== Excerpted records

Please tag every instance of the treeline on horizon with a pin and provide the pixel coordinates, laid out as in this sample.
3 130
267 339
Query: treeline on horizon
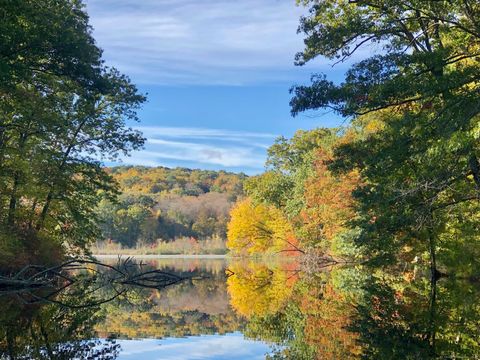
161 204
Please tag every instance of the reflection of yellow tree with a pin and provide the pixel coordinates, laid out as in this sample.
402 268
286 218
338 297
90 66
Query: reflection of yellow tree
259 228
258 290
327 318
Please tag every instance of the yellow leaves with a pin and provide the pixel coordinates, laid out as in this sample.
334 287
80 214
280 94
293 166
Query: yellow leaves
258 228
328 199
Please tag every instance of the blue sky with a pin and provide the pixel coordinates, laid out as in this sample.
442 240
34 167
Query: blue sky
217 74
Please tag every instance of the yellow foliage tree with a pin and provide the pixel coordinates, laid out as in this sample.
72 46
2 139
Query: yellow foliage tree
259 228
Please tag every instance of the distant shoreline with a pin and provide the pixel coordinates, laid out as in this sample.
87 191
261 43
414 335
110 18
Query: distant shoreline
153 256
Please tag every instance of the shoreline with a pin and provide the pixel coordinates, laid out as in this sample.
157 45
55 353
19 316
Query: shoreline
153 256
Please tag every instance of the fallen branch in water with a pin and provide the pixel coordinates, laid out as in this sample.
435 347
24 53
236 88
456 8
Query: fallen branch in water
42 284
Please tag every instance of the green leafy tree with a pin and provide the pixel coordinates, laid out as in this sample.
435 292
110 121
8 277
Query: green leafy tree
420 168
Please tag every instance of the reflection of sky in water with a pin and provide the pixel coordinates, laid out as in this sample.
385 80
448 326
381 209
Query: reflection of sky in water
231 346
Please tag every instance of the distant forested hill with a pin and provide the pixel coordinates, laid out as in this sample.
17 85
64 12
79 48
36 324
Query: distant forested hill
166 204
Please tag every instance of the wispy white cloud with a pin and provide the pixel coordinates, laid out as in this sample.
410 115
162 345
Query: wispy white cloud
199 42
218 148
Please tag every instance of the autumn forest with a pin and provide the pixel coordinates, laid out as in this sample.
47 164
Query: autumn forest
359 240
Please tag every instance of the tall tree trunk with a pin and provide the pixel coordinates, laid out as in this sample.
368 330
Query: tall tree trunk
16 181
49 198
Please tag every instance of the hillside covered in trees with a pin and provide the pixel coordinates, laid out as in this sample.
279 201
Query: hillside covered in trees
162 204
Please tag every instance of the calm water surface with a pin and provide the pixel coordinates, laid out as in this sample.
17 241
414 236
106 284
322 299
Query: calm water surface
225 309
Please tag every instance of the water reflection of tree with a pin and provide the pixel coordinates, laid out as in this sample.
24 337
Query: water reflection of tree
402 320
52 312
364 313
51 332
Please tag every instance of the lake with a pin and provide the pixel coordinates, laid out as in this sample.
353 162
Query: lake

====

▶ **Prompt**:
Return exactly the lines from the one containing "Please tag every instance of the calm" through the last line of the records above, both included, and nothing else.

▶ **Solution for this task**:
Please tag every instance of the calm water surface with a pin and provide the pixel coordinates, laid out as in this sample.
17 241
414 236
106 284
322 299
Query: calm water surface
225 309
Please tag every instance of the water reflection of tree with a pin and provide the pixel coordinates, laid out as in this sample.
24 337
Query: water reflection of tree
402 320
52 312
364 313
51 332
Please tag every instance of the lake with a pin and provide the pixel coordinates, laid out as in this sample.
353 162
Query: lake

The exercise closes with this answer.